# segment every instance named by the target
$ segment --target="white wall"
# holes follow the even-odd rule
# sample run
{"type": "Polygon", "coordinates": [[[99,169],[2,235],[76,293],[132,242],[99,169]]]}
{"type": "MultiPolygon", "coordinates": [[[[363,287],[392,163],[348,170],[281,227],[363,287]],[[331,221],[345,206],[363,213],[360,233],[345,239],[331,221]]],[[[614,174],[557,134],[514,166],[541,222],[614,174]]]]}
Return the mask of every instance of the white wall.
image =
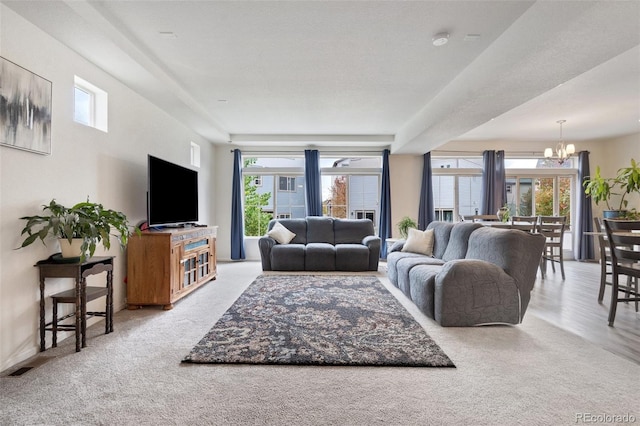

• • • •

-- BRIEF --
Which lines run from the one containing "Return the mask" through the last line of the entries above? Output them exactly, both ends included, with no pictures.

-- WORKED SOLUTION --
Return the mask of every instance of the white wall.
image =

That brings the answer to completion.